-- BEGIN --

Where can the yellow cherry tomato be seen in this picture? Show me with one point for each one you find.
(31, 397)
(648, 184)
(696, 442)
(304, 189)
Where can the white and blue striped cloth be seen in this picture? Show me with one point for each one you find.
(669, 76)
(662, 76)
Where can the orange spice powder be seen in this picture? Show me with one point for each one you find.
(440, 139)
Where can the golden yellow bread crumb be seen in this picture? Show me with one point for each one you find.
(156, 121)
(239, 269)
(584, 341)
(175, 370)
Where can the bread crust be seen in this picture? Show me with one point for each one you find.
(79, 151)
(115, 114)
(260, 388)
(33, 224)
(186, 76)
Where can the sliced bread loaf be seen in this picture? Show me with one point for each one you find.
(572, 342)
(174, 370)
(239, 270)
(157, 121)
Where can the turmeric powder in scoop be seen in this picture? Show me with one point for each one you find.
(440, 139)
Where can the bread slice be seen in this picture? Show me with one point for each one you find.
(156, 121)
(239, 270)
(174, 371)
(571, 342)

-- END --

* [TASK]
Can you lay out the rows above as a two-column CSV with the headers "prompt" and "points"? Give one line per row, with its text and its answer each in a single quoted field and any line breaks replaced by spaces.

* [ANSWER TO THIS PROBLEM]
prompt,points
"Where can the yellow cherry tomato be seen in this picture? Show me with one point for each one you find.","(31, 397) (648, 184) (696, 442) (304, 189)"
"Where can the white and blue striped cloth be seen in this picture? Show me with one point for each one you find.","(669, 76) (662, 76)"
"Where can the orange spice powder be seen in this picture? Show me with one point for each one you find.","(440, 139)"
"Where can the golden yellow bread crumb be seen in this picture? Show me with one point for each one you find.","(156, 121) (239, 269) (584, 341) (175, 370)"
"Where can the bread crust be seen in this picture? Show me with one point for each one you find.","(79, 151) (115, 114) (260, 388) (33, 224) (186, 76)"
"Where can the sliced bread loaf be seen in this picture? Show me with one point for each one you find.","(572, 342) (174, 370) (239, 270) (157, 121)"
"Where can the turmeric powder in scoop be seen in this picture? Show me with one point for each one you find.","(440, 139)"
"Where can the bread slice be seen in this picture? Show me with one point for each one you find.","(156, 121) (239, 270) (174, 371) (571, 342)"